PROMPT 1:
Edit the listing from the line containing "the dark padded" through the end of the listing, changing "Practice step" to "Training step" and leaving everything else in those lines untouched. Leave the pictures out of your answer.

EXCERPT:
Thanks to everyone for helping keep the forum clean of spam and other junk. There are only three of us helping run the forum now so your added eyes are generally appreciated.

Anyone wanna be a mod? The pay sucks and people yell at you for stuff... well the pay is zero actually lol


----------



## cdbright (Aug 24, 2016)

ahhhhh my diesel forum did this and i never go back on it


----------



## KineKilla (Jan 28, 2011)

It is the same as Archery Talk now. It will work....


----------



## Lone_Hunter (Oct 25, 2017)

Was there a reason for the change in forum software? Asthetically, this sucks.


----------



## Critter (Mar 20, 2010)

If you don't like the white background you can change it to a dark background with white lettering. 

In the upper right hand corner there are three dots. Click on this and then select dark mode at the bottom of the box.


----------



## Lone_Hunter (Oct 25, 2017)

Critter said:


> If you don't like the white background you can change it to a dark background with white lettering.
> 
> In the upper right hand corner there are three dots. Click on this and then select dark mode at the bottom of the box.


That helps. Thanks.


----------



## Critter (Mar 20, 2010)

Lone_Hunter said:


> That helps. Thanks.


I'm on a couple other forums that has this same format and I can not see why they don't make the dark mode as the default. Very few like the light mode.


----------



## pollo70 (Aug 15, 2016)

Trying to adjust to it.


----------



## dubob (Sep 8, 2007)

I opened it up yesterday and the first thing that popped into my mind was "WTF; over?" My signature block was toast and none of the formatting I used in the past was present. I fixed my signature block, but there is no way I'll ever fix the loss of formatting. Other than that, I'm not bothered by the change. I'll just have to learn how to post using the formatting I like to use. Can you add 'Comic Sans MS' to the font choices? Can you add 'Maroon' (128, 0, 0; or #800000) to the color choices? 😁


----------



## Critter (Mar 20, 2010)

PROMPT 2:
Reproduce the forum thread word for word from "Thanks to everyone" up to and including "(Aug 24, 2016)".

(Point annotation records)

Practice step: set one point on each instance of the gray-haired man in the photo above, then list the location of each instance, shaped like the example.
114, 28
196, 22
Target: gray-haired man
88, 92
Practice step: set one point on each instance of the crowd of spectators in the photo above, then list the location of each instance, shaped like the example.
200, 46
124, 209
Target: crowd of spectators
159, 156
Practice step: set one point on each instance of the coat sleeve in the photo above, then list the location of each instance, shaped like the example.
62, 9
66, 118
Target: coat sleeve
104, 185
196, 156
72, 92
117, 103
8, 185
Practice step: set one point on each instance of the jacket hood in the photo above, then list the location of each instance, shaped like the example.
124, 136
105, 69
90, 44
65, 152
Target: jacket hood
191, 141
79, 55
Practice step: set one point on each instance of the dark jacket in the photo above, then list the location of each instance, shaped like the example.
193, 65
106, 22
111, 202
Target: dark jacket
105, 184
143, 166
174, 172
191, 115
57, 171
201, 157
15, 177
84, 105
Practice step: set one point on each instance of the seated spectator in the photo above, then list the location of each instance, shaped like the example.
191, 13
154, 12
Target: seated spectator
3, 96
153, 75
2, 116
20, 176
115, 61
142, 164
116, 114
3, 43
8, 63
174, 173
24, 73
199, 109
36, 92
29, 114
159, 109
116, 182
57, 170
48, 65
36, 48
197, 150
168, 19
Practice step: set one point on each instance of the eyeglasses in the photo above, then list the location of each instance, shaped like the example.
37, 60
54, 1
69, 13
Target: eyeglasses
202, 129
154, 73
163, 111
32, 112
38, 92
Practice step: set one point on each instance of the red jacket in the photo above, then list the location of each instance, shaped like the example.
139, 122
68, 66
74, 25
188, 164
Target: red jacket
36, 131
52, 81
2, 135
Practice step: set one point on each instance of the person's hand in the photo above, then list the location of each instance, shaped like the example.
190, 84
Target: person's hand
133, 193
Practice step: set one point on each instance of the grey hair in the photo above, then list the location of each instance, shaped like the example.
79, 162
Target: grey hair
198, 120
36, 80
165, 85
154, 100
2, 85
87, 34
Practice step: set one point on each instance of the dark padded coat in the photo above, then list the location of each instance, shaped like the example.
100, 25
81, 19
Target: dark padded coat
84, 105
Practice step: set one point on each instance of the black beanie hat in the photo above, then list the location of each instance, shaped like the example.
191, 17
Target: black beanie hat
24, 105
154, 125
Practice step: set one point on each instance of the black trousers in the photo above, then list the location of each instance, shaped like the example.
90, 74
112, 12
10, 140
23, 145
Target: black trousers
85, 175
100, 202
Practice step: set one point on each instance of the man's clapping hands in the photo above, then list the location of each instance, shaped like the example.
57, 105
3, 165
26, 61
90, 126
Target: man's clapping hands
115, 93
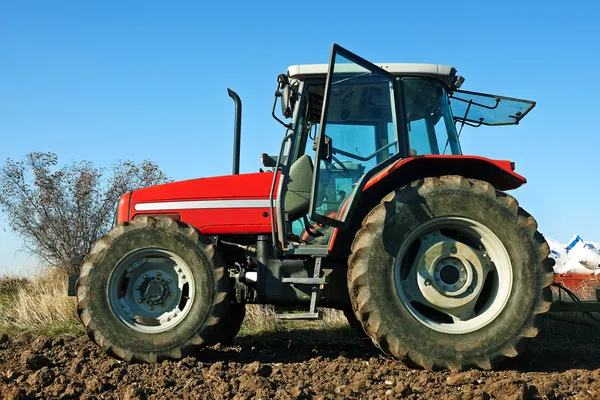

REPLY 1:
Training step: set one point on each instance of the dark padded coat in the photo above, then list the location of each instance, shaped like the example.
100, 25
81, 19
Target: dark padded coat
84, 105
Training step: set one point on each instance of the black beanie hat in the photo above, then list the location of each instance, shaped like the example.
191, 17
Target: black beanie hat
24, 105
154, 125
Training step: set one point on each instance of the black trousers in the photo above, then list the location of each instance, shaped like the example.
90, 74
112, 12
10, 140
23, 145
Target: black trousers
85, 175
100, 202
Training step: set one point on each instance of the man's clapping hands in the photo above, then list the location of each instance, shaped like the example.
57, 105
3, 165
26, 61
90, 126
Target: man's clapping hands
115, 93

REPLY 2:
Thanks to everyone for helping keep the forum clean of spam and other junk. There are only three of us helping run the forum now so your added eyes are generally appreciated.

Anyone wanna be a mod? The pay sucks and people yell at you for stuff... well the pay is zero actually lol


----------



## cdbright (Aug 24, 2016)